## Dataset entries
▶

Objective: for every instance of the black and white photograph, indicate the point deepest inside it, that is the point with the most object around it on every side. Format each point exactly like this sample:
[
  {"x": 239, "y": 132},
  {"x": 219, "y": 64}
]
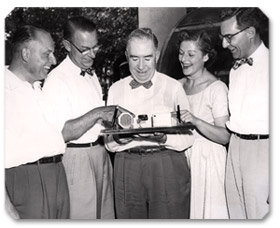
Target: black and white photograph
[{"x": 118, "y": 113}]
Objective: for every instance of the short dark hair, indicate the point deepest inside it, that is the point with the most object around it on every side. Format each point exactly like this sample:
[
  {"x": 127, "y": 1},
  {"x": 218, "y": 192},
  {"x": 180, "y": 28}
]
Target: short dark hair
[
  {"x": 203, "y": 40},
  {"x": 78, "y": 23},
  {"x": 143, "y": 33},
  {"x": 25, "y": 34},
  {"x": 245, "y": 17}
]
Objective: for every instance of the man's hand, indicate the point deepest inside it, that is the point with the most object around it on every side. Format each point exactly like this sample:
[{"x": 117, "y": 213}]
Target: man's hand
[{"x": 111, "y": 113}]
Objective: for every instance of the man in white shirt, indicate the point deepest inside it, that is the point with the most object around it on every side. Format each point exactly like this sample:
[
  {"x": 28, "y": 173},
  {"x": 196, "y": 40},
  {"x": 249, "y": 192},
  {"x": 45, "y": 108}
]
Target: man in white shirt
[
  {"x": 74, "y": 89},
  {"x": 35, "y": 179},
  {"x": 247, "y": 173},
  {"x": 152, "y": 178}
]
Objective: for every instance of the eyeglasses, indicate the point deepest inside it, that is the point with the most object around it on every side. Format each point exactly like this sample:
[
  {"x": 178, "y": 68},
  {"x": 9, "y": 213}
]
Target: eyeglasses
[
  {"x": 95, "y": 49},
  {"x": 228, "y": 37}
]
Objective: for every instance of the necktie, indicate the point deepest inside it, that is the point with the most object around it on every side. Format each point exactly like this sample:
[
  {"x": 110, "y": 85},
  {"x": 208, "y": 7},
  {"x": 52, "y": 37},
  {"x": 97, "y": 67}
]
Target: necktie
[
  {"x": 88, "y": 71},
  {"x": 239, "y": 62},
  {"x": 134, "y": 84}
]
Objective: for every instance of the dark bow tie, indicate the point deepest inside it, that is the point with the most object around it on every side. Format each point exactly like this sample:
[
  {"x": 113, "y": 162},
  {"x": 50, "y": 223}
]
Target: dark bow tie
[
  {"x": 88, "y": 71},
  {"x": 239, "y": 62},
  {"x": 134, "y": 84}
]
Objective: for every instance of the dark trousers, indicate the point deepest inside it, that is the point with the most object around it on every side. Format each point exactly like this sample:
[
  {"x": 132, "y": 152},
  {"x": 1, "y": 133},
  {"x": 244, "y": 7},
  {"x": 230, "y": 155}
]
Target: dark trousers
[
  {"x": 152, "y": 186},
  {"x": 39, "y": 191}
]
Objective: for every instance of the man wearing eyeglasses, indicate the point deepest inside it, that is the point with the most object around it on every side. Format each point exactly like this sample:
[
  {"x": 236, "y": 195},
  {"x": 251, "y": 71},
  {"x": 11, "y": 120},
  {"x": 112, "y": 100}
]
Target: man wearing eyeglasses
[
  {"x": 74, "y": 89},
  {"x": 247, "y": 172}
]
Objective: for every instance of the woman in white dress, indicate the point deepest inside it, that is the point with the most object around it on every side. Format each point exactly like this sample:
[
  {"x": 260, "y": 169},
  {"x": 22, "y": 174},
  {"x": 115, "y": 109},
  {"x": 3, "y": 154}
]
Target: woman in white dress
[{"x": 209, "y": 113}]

◀
▶

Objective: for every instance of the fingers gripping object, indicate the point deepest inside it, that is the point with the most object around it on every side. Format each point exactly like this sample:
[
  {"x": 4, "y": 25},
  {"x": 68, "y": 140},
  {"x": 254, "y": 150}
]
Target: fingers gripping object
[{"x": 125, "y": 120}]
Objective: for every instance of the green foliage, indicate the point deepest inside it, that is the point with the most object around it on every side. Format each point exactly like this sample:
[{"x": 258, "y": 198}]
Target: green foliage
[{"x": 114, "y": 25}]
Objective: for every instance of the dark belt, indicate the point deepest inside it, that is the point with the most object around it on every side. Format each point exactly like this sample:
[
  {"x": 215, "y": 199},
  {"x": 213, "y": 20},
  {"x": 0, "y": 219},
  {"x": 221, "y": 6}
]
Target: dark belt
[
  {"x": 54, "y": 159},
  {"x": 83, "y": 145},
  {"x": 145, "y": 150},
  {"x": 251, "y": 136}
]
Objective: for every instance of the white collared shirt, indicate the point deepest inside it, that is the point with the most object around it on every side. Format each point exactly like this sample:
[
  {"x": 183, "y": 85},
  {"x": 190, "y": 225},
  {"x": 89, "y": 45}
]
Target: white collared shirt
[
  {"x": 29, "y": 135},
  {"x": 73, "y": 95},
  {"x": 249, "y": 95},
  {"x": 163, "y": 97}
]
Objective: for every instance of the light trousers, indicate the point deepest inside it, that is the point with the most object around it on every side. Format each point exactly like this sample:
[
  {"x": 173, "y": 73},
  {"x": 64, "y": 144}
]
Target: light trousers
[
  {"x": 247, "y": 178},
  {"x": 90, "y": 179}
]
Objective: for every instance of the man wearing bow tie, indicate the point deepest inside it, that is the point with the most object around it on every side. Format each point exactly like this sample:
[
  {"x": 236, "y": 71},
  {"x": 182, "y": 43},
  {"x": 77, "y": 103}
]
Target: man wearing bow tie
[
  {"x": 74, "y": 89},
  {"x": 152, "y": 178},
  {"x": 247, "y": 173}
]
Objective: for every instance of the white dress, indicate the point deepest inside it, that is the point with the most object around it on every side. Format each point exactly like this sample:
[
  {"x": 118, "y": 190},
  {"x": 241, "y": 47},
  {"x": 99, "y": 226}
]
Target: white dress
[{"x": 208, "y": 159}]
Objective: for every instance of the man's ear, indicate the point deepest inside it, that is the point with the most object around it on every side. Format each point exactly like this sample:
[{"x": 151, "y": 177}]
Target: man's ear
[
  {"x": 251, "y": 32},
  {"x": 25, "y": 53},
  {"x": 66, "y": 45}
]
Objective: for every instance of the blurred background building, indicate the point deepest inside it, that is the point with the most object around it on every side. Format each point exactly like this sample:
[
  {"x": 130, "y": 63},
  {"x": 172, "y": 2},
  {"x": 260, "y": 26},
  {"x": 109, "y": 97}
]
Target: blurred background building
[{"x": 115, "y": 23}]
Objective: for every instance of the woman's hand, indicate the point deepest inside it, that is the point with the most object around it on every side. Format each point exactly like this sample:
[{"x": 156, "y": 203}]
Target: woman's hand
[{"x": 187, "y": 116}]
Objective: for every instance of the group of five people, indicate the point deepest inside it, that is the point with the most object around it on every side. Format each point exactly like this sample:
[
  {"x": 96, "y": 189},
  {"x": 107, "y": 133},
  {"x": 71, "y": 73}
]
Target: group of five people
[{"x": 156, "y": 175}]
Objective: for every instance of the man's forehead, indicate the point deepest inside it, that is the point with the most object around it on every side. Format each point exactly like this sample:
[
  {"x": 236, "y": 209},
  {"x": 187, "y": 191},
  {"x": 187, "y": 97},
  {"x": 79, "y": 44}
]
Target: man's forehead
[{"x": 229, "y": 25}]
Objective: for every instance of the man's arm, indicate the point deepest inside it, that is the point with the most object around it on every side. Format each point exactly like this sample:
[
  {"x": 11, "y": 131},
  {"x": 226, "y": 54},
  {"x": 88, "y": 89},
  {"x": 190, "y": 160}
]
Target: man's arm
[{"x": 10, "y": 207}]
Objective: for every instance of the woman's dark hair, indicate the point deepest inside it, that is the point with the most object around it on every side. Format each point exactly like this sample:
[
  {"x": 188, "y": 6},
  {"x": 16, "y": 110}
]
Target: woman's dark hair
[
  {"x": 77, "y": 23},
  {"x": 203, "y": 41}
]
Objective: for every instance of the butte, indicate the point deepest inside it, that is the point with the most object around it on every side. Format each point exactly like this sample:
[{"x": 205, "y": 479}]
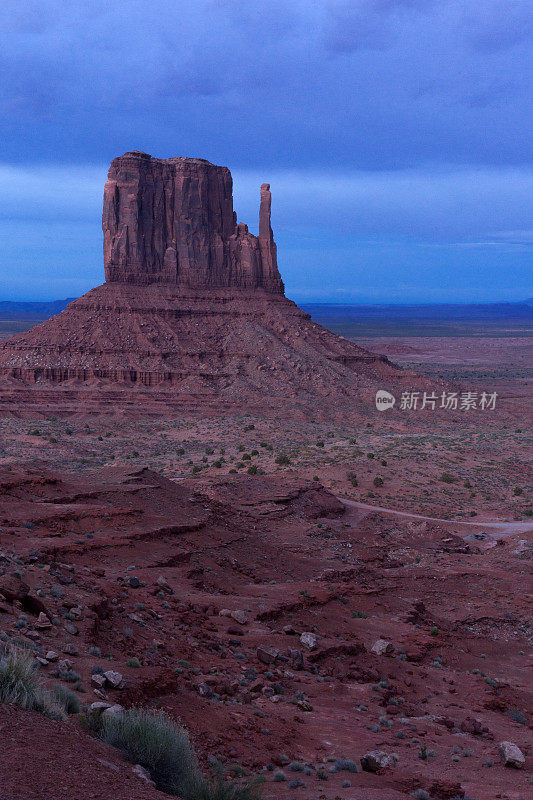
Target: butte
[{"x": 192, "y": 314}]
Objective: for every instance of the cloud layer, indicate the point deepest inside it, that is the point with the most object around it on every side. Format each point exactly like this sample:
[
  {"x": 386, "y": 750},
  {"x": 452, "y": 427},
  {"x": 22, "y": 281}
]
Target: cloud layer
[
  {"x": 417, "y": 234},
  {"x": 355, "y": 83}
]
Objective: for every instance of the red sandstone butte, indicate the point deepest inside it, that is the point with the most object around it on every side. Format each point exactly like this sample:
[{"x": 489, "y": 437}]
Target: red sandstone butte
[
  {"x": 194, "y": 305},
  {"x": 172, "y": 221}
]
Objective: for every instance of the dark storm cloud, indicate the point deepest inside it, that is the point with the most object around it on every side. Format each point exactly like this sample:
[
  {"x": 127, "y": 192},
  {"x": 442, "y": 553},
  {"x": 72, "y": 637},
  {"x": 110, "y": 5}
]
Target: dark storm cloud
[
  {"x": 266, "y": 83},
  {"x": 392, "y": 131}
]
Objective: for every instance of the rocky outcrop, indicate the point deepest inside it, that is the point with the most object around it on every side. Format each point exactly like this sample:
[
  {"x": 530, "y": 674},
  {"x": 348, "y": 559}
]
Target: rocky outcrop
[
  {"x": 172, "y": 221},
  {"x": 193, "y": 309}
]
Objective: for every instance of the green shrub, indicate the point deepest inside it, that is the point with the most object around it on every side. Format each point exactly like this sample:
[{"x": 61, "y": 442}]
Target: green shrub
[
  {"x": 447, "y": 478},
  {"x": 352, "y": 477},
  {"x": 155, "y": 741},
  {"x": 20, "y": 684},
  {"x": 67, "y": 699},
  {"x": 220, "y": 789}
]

◀
▶

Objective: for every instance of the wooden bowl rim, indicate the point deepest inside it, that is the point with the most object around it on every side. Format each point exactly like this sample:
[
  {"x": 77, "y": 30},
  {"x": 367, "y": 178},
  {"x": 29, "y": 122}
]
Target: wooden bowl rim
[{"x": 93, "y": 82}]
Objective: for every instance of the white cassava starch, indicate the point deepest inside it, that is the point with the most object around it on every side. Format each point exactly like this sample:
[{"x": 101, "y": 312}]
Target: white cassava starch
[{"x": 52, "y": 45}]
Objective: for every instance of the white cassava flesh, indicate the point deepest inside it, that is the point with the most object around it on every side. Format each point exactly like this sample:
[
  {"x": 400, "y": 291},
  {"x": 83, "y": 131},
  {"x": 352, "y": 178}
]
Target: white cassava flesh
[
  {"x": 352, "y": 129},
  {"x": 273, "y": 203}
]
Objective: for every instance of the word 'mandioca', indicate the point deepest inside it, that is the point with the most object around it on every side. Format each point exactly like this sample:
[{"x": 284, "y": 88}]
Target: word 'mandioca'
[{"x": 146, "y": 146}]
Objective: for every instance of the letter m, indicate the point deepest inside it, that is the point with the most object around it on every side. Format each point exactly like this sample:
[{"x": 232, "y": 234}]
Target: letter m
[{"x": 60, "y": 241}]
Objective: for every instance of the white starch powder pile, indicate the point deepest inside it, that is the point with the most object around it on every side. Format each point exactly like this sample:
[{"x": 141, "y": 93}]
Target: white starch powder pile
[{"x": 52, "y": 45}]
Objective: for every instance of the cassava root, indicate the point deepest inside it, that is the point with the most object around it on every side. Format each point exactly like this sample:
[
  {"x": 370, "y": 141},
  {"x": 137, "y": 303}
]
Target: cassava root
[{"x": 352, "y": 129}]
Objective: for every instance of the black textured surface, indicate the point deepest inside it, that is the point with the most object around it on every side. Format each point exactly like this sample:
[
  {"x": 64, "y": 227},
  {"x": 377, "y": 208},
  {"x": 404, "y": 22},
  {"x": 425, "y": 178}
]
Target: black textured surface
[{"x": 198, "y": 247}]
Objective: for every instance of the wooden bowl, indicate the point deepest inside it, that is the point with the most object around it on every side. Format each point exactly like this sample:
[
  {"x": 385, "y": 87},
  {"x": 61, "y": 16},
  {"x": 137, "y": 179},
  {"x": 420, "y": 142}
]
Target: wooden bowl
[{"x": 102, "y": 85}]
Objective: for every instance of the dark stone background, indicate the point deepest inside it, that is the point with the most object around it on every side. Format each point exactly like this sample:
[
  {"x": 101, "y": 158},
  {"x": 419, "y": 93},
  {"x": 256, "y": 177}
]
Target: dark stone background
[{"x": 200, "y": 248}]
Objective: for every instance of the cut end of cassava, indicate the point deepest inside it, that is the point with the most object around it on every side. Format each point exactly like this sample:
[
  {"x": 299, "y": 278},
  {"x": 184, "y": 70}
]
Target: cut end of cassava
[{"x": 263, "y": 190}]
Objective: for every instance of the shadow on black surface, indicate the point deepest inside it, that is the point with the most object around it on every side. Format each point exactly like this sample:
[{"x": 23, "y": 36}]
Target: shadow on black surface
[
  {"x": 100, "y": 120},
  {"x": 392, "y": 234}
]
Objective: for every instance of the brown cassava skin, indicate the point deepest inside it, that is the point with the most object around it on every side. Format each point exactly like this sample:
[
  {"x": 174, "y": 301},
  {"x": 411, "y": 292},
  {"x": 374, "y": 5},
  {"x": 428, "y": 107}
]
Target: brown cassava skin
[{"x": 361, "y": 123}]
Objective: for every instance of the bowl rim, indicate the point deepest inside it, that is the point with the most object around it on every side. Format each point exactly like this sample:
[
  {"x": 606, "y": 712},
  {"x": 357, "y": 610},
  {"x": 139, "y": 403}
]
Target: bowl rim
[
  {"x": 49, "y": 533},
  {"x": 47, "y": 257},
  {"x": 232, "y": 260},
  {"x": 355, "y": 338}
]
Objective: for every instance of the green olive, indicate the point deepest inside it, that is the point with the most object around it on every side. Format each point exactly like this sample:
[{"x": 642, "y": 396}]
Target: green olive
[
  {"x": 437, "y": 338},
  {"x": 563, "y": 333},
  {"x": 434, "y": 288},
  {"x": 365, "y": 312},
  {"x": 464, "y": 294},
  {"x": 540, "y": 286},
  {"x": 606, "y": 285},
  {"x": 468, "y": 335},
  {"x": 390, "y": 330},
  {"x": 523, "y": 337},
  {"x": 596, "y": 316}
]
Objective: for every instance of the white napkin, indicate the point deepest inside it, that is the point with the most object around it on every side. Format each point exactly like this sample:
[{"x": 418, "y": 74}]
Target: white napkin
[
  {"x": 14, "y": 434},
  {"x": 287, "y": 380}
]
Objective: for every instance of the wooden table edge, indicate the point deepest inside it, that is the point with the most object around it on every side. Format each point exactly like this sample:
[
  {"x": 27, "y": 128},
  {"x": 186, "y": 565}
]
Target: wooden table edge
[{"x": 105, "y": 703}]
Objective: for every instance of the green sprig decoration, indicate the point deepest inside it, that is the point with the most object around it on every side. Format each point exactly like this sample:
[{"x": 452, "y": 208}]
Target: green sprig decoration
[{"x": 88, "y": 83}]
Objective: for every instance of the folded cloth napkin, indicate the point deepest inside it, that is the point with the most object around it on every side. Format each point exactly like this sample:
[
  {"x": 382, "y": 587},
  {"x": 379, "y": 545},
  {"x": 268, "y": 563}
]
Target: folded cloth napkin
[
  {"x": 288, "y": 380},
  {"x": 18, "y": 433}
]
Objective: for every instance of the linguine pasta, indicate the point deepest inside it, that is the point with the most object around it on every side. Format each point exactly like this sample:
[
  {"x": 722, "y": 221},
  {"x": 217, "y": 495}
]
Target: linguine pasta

◀

## Task goal
Scan the entries above for the word "linguine" and collect each line holding it.

## Output below
Objective: for every instance of the linguine pasta, indicate the point deepest inside it, that is the point with the most object around it on every side. Format each point exactly like this sample:
Target: linguine pasta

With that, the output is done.